RECORDS FOR THIS TASK:
[Start]

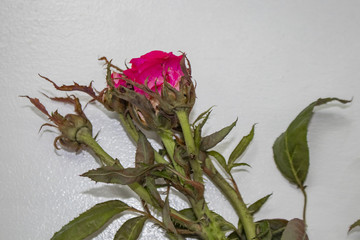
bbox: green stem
[76,128,201,232]
[204,158,257,240]
[158,129,185,183]
[176,109,203,183]
[301,187,307,226]
[119,113,168,163]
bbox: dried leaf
[281,218,309,240]
[81,164,164,185]
[20,96,51,118]
[273,98,349,188]
[135,134,155,167]
[51,200,130,240]
[39,74,101,102]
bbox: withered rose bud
[102,89,128,113]
[108,51,195,129]
[25,96,92,151]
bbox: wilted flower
[123,51,184,95]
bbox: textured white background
[0,0,360,240]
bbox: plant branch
[204,158,257,240]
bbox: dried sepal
[39,74,101,102]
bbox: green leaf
[114,216,147,240]
[81,164,164,185]
[192,106,214,126]
[200,119,237,151]
[248,194,272,215]
[208,151,229,172]
[211,211,236,232]
[349,219,360,232]
[273,98,349,188]
[135,134,155,166]
[226,231,244,240]
[194,108,211,147]
[51,200,130,240]
[179,208,196,221]
[281,218,309,240]
[228,124,255,169]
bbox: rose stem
[76,128,199,232]
[204,158,257,240]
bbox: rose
[111,51,184,95]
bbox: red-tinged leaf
[135,134,155,167]
[248,194,272,215]
[114,216,147,240]
[51,200,131,240]
[349,219,360,232]
[281,218,309,240]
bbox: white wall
[0,0,360,240]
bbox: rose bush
[111,51,184,95]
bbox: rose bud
[108,51,195,129]
[24,96,92,151]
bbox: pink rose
[124,51,184,94]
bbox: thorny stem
[176,109,203,183]
[119,113,168,163]
[76,128,200,232]
[158,129,185,177]
[204,158,258,240]
[120,111,225,240]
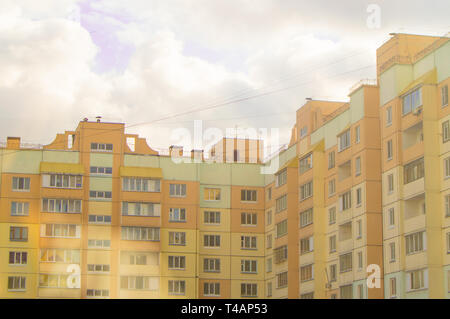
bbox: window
[355,156,361,176]
[356,187,362,206]
[122,177,160,195]
[86,289,109,298]
[276,195,287,213]
[203,258,220,272]
[386,106,392,126]
[339,253,352,272]
[389,243,395,263]
[169,208,186,222]
[441,85,448,106]
[241,189,256,202]
[300,208,313,228]
[203,188,220,201]
[389,277,397,298]
[275,168,287,187]
[339,191,352,212]
[9,251,28,265]
[300,126,308,138]
[442,121,450,143]
[330,264,337,282]
[277,271,288,288]
[122,226,160,241]
[89,191,112,199]
[120,276,159,290]
[91,143,113,152]
[169,280,186,295]
[300,236,314,254]
[444,157,450,178]
[88,215,111,224]
[358,251,364,270]
[87,264,111,272]
[9,226,28,241]
[168,256,186,270]
[89,166,112,175]
[88,239,111,249]
[355,125,361,144]
[402,88,422,115]
[42,174,83,189]
[405,232,424,255]
[300,181,313,201]
[338,130,350,152]
[203,235,220,247]
[328,151,335,169]
[203,282,220,296]
[122,202,161,217]
[241,259,257,274]
[41,224,81,238]
[273,245,287,264]
[406,270,425,290]
[169,232,186,246]
[203,211,220,225]
[388,207,395,226]
[266,210,272,225]
[169,184,186,197]
[328,207,336,225]
[12,177,30,191]
[241,283,258,297]
[388,174,394,194]
[11,202,30,216]
[328,178,336,197]
[241,236,256,249]
[8,276,27,291]
[266,234,272,249]
[241,213,257,226]
[386,140,393,161]
[328,235,336,254]
[300,265,314,282]
[356,219,362,239]
[404,157,424,184]
[299,154,312,174]
[445,195,450,217]
[276,219,287,238]
[42,198,81,214]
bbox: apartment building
[0,34,450,299]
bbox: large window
[42,174,83,189]
[241,189,256,202]
[12,177,30,191]
[404,157,424,184]
[338,130,350,152]
[122,226,159,241]
[402,88,422,115]
[122,202,161,217]
[42,198,81,214]
[122,177,161,192]
[169,184,186,197]
[299,154,312,174]
[9,226,28,241]
[405,232,424,255]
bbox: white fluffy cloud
[0,0,449,152]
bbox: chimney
[6,136,20,150]
[191,150,204,162]
[169,145,183,157]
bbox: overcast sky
[0,0,450,154]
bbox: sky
[0,0,450,151]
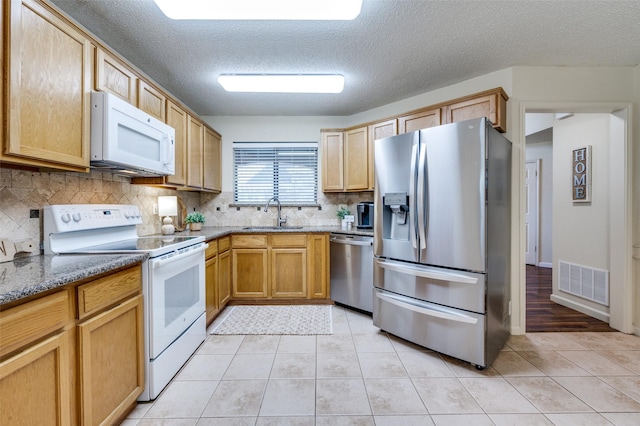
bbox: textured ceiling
[52,0,640,115]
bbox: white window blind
[233,142,318,205]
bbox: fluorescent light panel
[154,0,362,21]
[218,74,344,93]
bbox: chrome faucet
[264,197,287,228]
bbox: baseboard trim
[551,294,609,324]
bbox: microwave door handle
[409,141,420,249]
[162,134,176,166]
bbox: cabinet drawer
[232,234,267,248]
[78,266,142,319]
[218,237,231,253]
[0,290,73,357]
[271,234,307,247]
[204,240,218,259]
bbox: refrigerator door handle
[375,259,478,284]
[417,138,429,250]
[376,292,478,324]
[409,142,419,249]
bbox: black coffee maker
[357,202,373,229]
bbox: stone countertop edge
[0,226,373,309]
[0,253,148,310]
[176,226,373,241]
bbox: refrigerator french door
[373,119,511,367]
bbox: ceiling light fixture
[154,0,362,21]
[218,74,344,93]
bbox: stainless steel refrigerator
[373,118,511,368]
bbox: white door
[524,160,539,266]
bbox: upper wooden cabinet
[187,116,204,189]
[322,131,344,192]
[398,108,442,133]
[0,0,93,172]
[95,47,138,105]
[444,89,508,132]
[344,127,369,191]
[166,100,189,186]
[367,118,398,191]
[208,126,222,192]
[138,80,167,122]
[322,87,509,192]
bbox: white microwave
[91,92,176,176]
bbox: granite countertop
[176,226,373,241]
[0,226,373,307]
[0,253,147,307]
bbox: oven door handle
[150,243,209,269]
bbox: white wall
[509,67,640,334]
[526,141,553,267]
[553,114,608,318]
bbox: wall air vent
[558,260,609,306]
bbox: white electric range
[43,204,207,401]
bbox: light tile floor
[123,306,640,426]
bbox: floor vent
[558,260,609,306]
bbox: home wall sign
[571,145,591,203]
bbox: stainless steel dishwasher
[329,234,373,312]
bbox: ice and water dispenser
[382,192,410,240]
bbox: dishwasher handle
[329,237,373,246]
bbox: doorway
[520,106,632,332]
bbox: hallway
[526,265,616,333]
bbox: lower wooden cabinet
[218,237,231,309]
[0,332,75,425]
[205,237,231,325]
[0,265,144,425]
[231,233,329,300]
[78,295,144,425]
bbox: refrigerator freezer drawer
[373,289,487,367]
[373,258,486,314]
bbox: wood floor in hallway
[526,265,616,333]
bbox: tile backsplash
[0,168,373,253]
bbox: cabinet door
[218,250,231,309]
[271,248,307,298]
[307,234,330,299]
[204,257,219,324]
[167,100,188,186]
[78,295,144,425]
[344,127,369,191]
[138,80,167,123]
[367,118,398,191]
[96,47,138,105]
[187,116,204,188]
[0,332,74,426]
[322,132,344,192]
[446,91,507,132]
[2,0,92,172]
[232,248,269,299]
[208,127,222,192]
[398,108,442,133]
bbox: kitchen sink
[242,226,302,231]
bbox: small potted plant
[336,206,351,229]
[184,212,205,231]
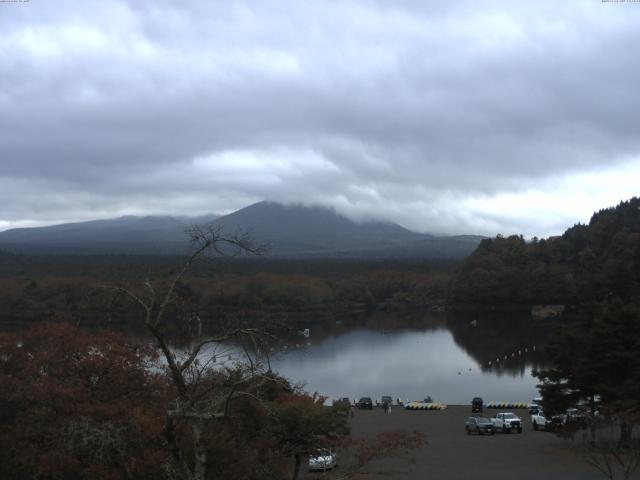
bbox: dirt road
[304,406,640,480]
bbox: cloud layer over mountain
[0,0,640,235]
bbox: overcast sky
[0,0,640,236]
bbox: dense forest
[453,198,640,305]
[0,252,455,323]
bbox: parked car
[464,417,496,435]
[491,412,522,433]
[309,448,338,472]
[564,408,587,428]
[529,397,542,415]
[531,409,552,430]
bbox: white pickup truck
[491,412,522,433]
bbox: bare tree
[113,226,269,480]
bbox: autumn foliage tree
[0,324,167,480]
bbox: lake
[210,315,547,404]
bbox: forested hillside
[454,197,640,305]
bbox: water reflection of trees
[447,311,554,376]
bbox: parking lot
[304,406,624,480]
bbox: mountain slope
[0,215,217,253]
[0,202,481,258]
[455,198,640,305]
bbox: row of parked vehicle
[465,397,587,435]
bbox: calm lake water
[192,315,548,404]
[271,322,538,404]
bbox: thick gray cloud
[0,0,640,235]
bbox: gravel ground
[302,406,640,480]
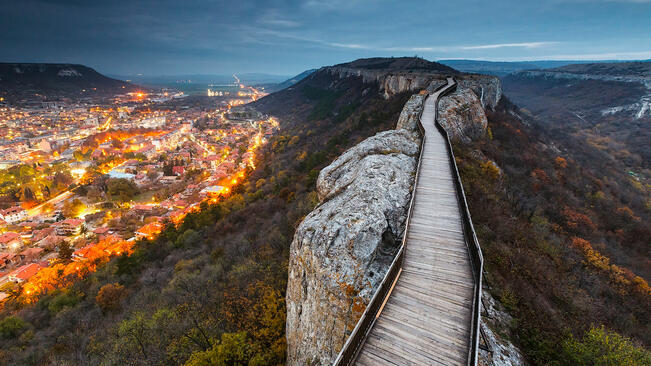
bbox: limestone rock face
[438,85,488,142]
[286,76,497,365]
[326,66,445,99]
[286,96,424,365]
[396,94,427,132]
[478,291,527,366]
[458,75,502,109]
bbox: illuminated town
[0,79,278,302]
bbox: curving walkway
[346,78,475,366]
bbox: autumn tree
[57,240,74,262]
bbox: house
[200,186,226,197]
[18,248,43,263]
[0,206,27,224]
[0,253,16,270]
[133,205,154,213]
[172,165,185,176]
[135,221,163,239]
[93,227,111,240]
[7,263,41,283]
[72,244,95,261]
[0,232,23,251]
[56,219,84,236]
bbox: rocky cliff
[286,74,512,365]
[320,66,502,103]
[286,96,424,365]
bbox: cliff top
[334,57,459,74]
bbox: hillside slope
[0,56,448,365]
[0,63,137,101]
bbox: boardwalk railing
[333,78,483,366]
[434,83,484,366]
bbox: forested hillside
[0,65,410,365]
[456,99,651,365]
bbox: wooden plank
[357,81,474,365]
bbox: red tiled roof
[9,263,41,281]
[0,232,20,244]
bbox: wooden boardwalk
[356,79,475,366]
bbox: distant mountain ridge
[333,57,459,74]
[438,60,648,76]
[0,63,139,100]
[266,69,316,93]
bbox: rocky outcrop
[437,85,488,142]
[457,75,502,109]
[325,66,445,99]
[478,291,527,366]
[322,66,502,105]
[286,76,501,365]
[286,96,424,365]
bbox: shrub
[0,315,27,339]
[563,326,651,366]
[95,283,127,313]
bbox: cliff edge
[286,67,516,365]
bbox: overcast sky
[0,0,651,75]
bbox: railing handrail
[333,84,447,366]
[434,77,484,366]
[333,79,483,366]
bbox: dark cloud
[0,0,651,74]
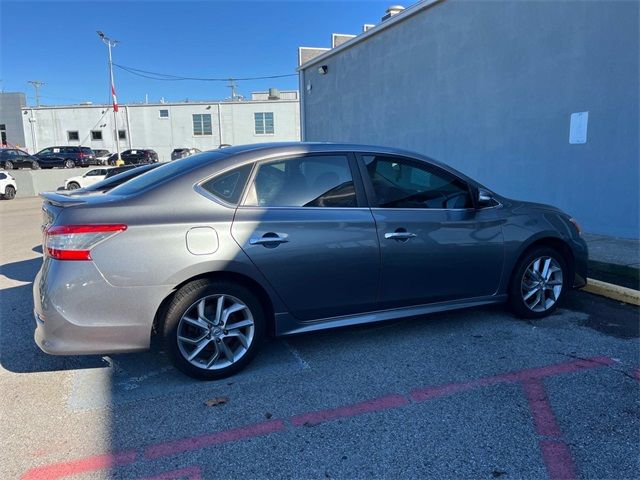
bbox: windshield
[110,152,227,195]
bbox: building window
[193,113,211,135]
[253,112,274,135]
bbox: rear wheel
[163,279,265,380]
[509,247,569,318]
[3,185,16,200]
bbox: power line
[113,63,298,82]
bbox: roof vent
[382,5,404,22]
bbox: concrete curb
[582,278,640,306]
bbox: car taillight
[44,224,127,260]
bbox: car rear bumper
[33,258,171,355]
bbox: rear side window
[201,164,253,205]
[111,152,227,195]
[245,155,358,208]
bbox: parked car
[35,146,95,168]
[93,150,111,165]
[0,148,40,170]
[0,170,18,200]
[33,143,587,379]
[171,148,202,160]
[59,163,162,196]
[64,167,112,190]
[109,149,158,165]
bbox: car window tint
[363,155,473,209]
[202,164,253,205]
[246,155,357,207]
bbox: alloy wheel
[521,256,563,312]
[177,295,255,370]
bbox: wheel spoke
[227,331,249,348]
[217,338,233,363]
[188,338,211,361]
[222,303,248,324]
[225,319,253,330]
[182,317,209,330]
[178,332,207,345]
[215,295,224,325]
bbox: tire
[509,247,571,319]
[162,279,266,380]
[2,185,16,200]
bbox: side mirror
[477,188,493,208]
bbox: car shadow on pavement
[0,258,109,373]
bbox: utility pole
[98,30,120,163]
[27,80,46,107]
[227,78,238,102]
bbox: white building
[22,89,300,162]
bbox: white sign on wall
[569,112,589,145]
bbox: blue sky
[0,0,388,104]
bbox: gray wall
[0,92,26,146]
[301,0,640,238]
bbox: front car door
[232,153,380,320]
[358,154,504,309]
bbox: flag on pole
[111,83,118,112]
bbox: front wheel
[163,279,265,380]
[509,247,569,318]
[3,185,16,200]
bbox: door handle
[249,232,289,246]
[384,232,417,240]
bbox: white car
[0,170,18,200]
[64,167,112,190]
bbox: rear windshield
[110,152,227,195]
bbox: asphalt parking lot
[0,198,640,480]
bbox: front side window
[202,164,252,205]
[362,155,473,209]
[253,112,275,135]
[245,155,358,208]
[193,113,212,135]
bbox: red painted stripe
[522,379,561,437]
[291,395,409,427]
[22,450,137,480]
[144,420,285,459]
[410,357,615,402]
[143,466,202,480]
[540,440,578,480]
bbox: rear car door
[358,154,504,308]
[232,153,380,320]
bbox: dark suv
[108,148,158,165]
[0,148,40,170]
[35,146,96,168]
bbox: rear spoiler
[39,192,87,207]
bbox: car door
[232,153,380,320]
[358,154,504,308]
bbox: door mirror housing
[476,188,494,208]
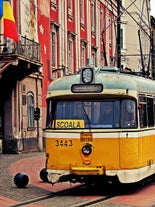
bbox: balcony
[0,35,42,80]
[0,36,40,62]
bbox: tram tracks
[8,184,115,207]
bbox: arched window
[27,92,34,128]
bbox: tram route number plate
[80,132,93,142]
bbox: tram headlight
[82,143,92,155]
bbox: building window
[91,1,95,32]
[80,41,87,67]
[27,92,34,128]
[120,29,123,49]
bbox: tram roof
[48,67,155,93]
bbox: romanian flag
[0,0,19,42]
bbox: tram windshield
[46,99,137,129]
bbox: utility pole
[116,0,122,70]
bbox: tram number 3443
[55,139,73,147]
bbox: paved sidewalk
[0,152,75,207]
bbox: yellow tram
[45,67,155,184]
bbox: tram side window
[139,96,147,128]
[147,97,154,127]
[121,99,137,128]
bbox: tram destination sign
[71,84,103,93]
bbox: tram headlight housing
[82,143,92,155]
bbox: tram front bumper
[71,166,105,175]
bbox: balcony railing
[0,36,40,62]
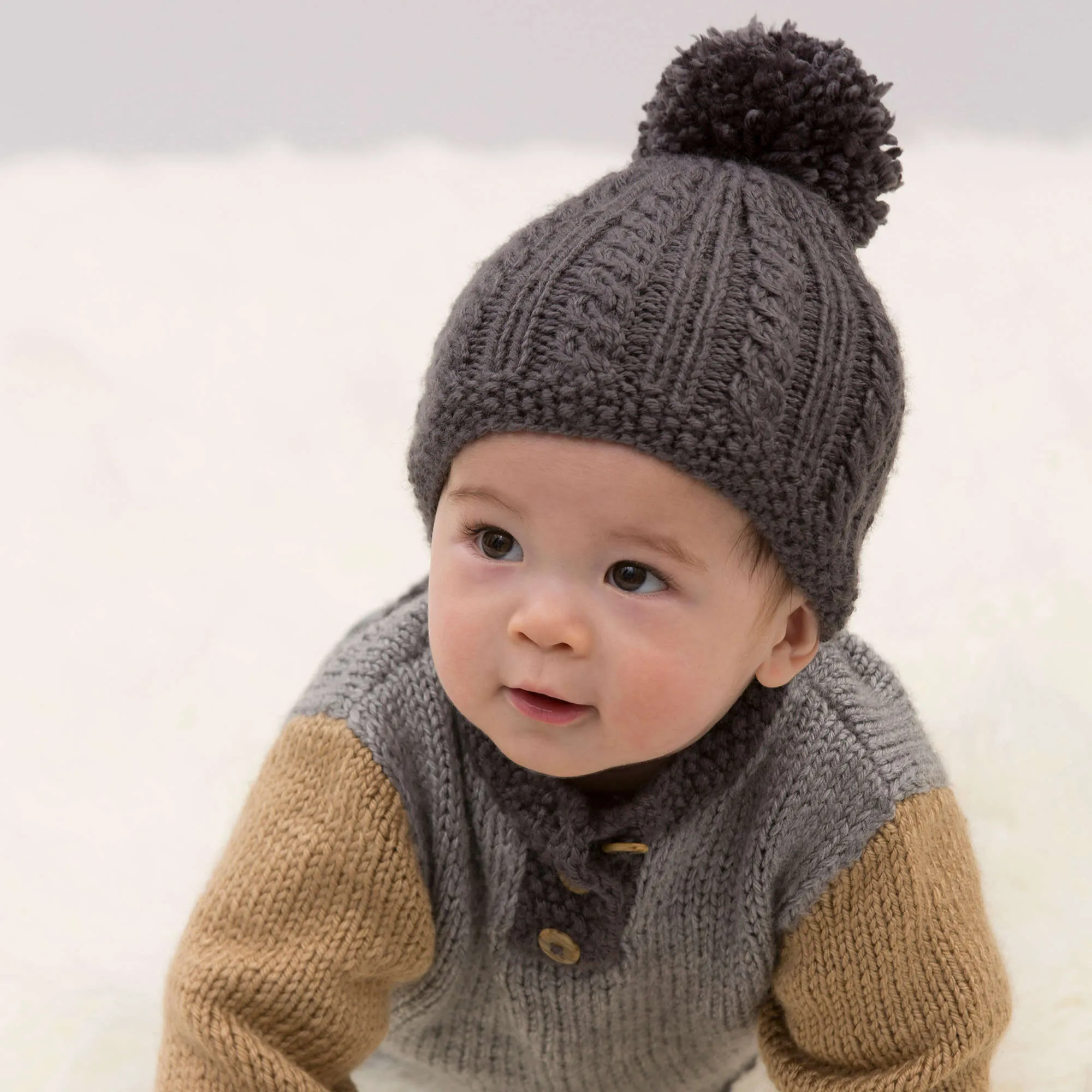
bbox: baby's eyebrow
[606,527,709,572]
[448,485,523,520]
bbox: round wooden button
[557,873,589,894]
[601,842,649,853]
[538,929,580,963]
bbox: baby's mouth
[506,687,592,724]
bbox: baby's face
[428,432,810,778]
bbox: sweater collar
[455,679,786,878]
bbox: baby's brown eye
[478,527,515,560]
[610,561,667,592]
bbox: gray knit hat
[408,20,904,640]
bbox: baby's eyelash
[633,558,675,592]
[459,520,500,538]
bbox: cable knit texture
[408,24,904,640]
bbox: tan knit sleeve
[155,715,435,1092]
[759,787,1011,1092]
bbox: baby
[157,22,1010,1092]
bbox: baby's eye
[607,561,667,592]
[477,527,523,561]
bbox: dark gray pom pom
[634,20,902,247]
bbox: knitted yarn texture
[408,22,904,640]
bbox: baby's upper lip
[509,682,583,705]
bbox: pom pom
[634,19,902,247]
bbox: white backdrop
[0,135,1092,1092]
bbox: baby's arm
[156,715,435,1092]
[759,788,1011,1092]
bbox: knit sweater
[156,581,1010,1092]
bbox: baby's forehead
[448,431,746,525]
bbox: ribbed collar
[456,679,786,894]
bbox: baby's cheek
[610,650,701,747]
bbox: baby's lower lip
[505,687,592,724]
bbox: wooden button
[557,873,589,894]
[538,929,580,963]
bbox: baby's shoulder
[767,632,948,930]
[779,631,948,805]
[289,577,437,734]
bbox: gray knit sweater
[293,581,946,1092]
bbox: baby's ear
[755,600,819,687]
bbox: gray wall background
[0,0,1092,157]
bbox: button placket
[538,929,580,964]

[End]

INSTRUCTION: Reproduce the entries from the line containing "bbox: front wheel" through the line containing "[35,146,96,168]", changing every "rear" to "back" and leaving everything else unchanged.

ANSWER TO THIS EXERCISE:
bbox: front wheel
[163,279,265,380]
[509,247,569,318]
[3,185,16,200]
bbox: door handle
[249,232,289,246]
[384,232,417,240]
bbox: white car
[0,170,18,200]
[64,167,112,190]
bbox: back windshield
[110,152,227,195]
bbox: asphalt parking lot
[0,198,640,480]
bbox: front side window
[202,164,252,205]
[362,155,473,209]
[253,112,275,135]
[245,155,358,208]
[193,113,212,135]
bbox: red painted stripe
[522,379,561,437]
[291,395,409,427]
[22,450,137,480]
[144,420,285,459]
[410,357,615,402]
[143,466,202,480]
[540,440,578,480]
bbox: back car door
[358,154,504,308]
[232,153,380,320]
bbox: dark suv
[108,148,158,165]
[0,148,40,170]
[35,146,96,168]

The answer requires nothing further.